**WHAT YOU HAVE TO DO**
Go through the lines below and transcribe each one exactly.

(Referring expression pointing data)

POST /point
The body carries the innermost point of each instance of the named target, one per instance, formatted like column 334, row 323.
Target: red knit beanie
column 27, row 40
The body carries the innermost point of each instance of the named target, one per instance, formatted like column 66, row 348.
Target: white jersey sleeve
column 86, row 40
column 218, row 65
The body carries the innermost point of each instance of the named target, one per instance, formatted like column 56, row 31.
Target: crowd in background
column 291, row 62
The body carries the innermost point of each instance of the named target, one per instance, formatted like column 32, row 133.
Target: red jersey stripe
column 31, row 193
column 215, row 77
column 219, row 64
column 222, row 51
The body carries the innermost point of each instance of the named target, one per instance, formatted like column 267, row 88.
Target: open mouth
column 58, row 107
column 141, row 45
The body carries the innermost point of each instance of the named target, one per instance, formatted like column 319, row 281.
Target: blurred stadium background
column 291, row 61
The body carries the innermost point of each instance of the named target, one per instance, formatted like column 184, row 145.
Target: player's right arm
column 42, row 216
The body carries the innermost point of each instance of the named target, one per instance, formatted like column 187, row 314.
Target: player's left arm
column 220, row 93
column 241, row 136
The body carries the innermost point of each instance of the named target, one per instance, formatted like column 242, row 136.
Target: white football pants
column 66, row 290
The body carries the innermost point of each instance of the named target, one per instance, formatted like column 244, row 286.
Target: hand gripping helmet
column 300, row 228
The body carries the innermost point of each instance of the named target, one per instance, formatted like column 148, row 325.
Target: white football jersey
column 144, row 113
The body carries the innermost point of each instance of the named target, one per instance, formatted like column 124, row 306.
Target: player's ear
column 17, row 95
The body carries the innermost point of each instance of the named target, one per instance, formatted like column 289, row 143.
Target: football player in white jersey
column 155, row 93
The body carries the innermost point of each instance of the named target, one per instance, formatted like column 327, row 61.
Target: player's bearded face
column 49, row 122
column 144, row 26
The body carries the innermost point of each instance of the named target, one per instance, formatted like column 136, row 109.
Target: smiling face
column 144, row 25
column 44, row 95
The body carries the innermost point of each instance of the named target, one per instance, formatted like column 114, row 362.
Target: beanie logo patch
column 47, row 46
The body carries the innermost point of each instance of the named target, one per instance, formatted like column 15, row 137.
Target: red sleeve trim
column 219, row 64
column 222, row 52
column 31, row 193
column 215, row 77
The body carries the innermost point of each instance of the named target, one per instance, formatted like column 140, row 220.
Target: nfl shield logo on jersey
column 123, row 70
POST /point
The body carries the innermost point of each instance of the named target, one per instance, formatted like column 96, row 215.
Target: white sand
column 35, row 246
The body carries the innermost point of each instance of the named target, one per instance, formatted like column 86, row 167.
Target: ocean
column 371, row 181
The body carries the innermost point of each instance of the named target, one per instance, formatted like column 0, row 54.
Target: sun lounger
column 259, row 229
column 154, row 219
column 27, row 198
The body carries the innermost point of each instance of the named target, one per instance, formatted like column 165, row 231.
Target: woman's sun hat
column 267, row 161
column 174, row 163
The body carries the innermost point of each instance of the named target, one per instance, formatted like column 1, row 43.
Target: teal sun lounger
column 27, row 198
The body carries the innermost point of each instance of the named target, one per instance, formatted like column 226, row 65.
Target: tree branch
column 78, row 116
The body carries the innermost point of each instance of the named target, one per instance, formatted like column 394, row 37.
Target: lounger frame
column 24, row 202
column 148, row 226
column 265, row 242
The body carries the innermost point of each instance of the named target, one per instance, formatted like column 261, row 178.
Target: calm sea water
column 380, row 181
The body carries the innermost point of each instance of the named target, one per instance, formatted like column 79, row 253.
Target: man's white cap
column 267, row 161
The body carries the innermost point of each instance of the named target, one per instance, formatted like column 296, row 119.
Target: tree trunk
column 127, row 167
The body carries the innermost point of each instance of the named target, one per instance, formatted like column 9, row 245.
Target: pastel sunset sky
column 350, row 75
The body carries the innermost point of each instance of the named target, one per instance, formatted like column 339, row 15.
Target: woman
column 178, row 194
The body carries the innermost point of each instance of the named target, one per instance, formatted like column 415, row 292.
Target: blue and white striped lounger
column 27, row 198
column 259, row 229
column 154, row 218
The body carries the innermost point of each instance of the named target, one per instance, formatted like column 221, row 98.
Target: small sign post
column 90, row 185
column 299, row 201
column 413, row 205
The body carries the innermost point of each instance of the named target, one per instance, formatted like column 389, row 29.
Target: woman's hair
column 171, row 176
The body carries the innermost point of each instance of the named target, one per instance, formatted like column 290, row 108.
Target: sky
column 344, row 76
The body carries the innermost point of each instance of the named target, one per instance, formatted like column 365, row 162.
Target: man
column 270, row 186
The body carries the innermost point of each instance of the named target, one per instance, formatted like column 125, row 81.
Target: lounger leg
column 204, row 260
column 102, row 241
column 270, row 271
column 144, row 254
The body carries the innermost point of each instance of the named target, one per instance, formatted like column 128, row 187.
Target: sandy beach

**WRITTEN ANSWER**
POST /point
The body carries the innermost point of each instance of the named target, one per instance, formatted like column 334, row 323.
Target: red knit beanie
column 27, row 40
The body carries the innermost point of each instance of the named target, one per instance, formatted like column 66, row 348.
Target: white jersey sleeve
column 86, row 40
column 218, row 65
The body carries the innermost point of each instance of the named target, one per instance, formatted like column 56, row 31.
Target: crowd in background
column 291, row 62
The body carries the innermost point of each instance of the named target, one per instance, formatted like column 32, row 133.
Target: red jersey stripe
column 31, row 193
column 215, row 77
column 219, row 64
column 222, row 51
The body carries the innermost point of each instance of the named target, one per instance, formatted like column 267, row 88.
Target: open mouth
column 58, row 107
column 141, row 45
The body carries the innermost point of each instance of the named target, one per instance, formatted like column 319, row 281.
Target: blurred stadium background
column 291, row 61
The body carries the innermost point of each instance of the named target, one per instance, formatted like column 184, row 145.
Target: player's right arm
column 42, row 216
The body carries the innermost point of each instance of the named target, one per instance, formatted like column 187, row 314.
Target: player's left arm
column 220, row 93
column 241, row 136
The body carries the innermost point of each instance of the named target, one per instance, formatted like column 242, row 136.
Target: white football pants
column 66, row 290
The body carries the innermost point of each instance of the named target, one per instance, formatted like column 244, row 286.
Target: hand gripping helmet
column 300, row 228
The body carries the innermost point of each instance of the named target, one per instance, formatted like column 148, row 325.
Target: white football jersey
column 144, row 113
The body carries the innermost point of each instance of the named target, one per instance, formatted like column 124, row 306.
Target: player's ear
column 17, row 95
The body carries the innermost point of each instance of the named target, one per instance, formatted like column 289, row 143.
Target: football player in white jersey
column 155, row 93
The body carries the innermost point of each instance of the named target, one per instance, formatted like column 327, row 61.
Target: player's bearded face
column 49, row 122
column 144, row 26
The body carries the innermost point of each instance of the named target, one per instance, formatted like column 136, row 109.
Target: smiling face
column 144, row 25
column 44, row 95
The body carries the innermost point of each instance of the named target, one per instance, formatted like column 114, row 362.
Target: beanie logo patch
column 47, row 46
The body carries the innermost point of each instance of the named target, one per instance, formatted like column 15, row 137.
Target: red sleeve trim
column 219, row 64
column 222, row 52
column 31, row 193
column 215, row 77
The body carries the innermost point of each instance of the named target, one per instance, formatted like column 140, row 220.
Target: nfl shield logo on jersey
column 123, row 70
POST /point
The body carries the innermost point of each instance of the named target, one per instance, formatted like column 96, row 215.
Target: white sand
column 35, row 246
The body carries the innermost point of each instance of the named target, one per instance, formatted like column 86, row 167.
Target: ocean
column 371, row 181
The body carries the innermost point of each instance of the named target, one per instance, formatted like column 0, row 54.
Target: sun lounger
column 259, row 229
column 154, row 219
column 27, row 198
The body carries the innermost point of each instance of the named target, one per instance, formatted like column 165, row 231.
Target: woman's sun hat
column 267, row 161
column 174, row 163
The body carries the innermost point of each instance of the named target, one per instance, formatted like column 1, row 43.
Target: teal sun lounger
column 27, row 198
The body carries the innermost point of each instance of the named target, one per instance, formatted like column 226, row 65.
Target: tree branch
column 78, row 116
The body carries the innermost point of each instance of the named target, one per instance, formatted like column 394, row 37.
Target: lounger frame
column 24, row 202
column 148, row 226
column 265, row 242
The body carries the innermost point of each instance of the named target, one per instance, formatted like column 261, row 178.
Target: calm sea water
column 380, row 181
The body carries the innermost point of each instance of the named target, one per instance, formatted like column 79, row 253.
Target: man's white cap
column 267, row 161
The body carries the innermost point of each instance of the named target, one per instance, formatted like column 296, row 119.
Target: tree trunk
column 127, row 167
The body carries the innermost point of each instance of the named target, one per instance, formatted like column 9, row 245.
Target: pastel sunset sky
column 350, row 75
The body carries the innermost point of each instance of the named target, one per instance, formatted like column 339, row 15.
Target: woman
column 178, row 194
The body carries the innermost point of each instance of the named target, one per instance, formatted like column 415, row 292.
Target: blue and white striped lounger
column 27, row 198
column 259, row 229
column 154, row 218
The body carries the innermost point of each instance of the named target, one per instance, formatted like column 221, row 98.
Target: small sign post
column 90, row 185
column 299, row 201
column 413, row 205
The body carries the innermost point of each instance of the named target, one per instance, formatted like column 389, row 29.
Target: woman's hair
column 171, row 176
The body carries the innermost point of each instance of the named target, one per instance, formatted like column 290, row 108.
Target: sky
column 344, row 76
The body carries the innermost point of each instance of the named target, one per instance, formatted like column 365, row 162.
Target: man
column 270, row 186
The body carries the innermost point of each instance of the named target, one per instance, formatted like column 125, row 81.
Target: lounger leg
column 204, row 260
column 102, row 241
column 270, row 271
column 144, row 254
The body carries the innermost point of each instance of the named target, one per instance, formatted like column 128, row 187.
Target: sandy beach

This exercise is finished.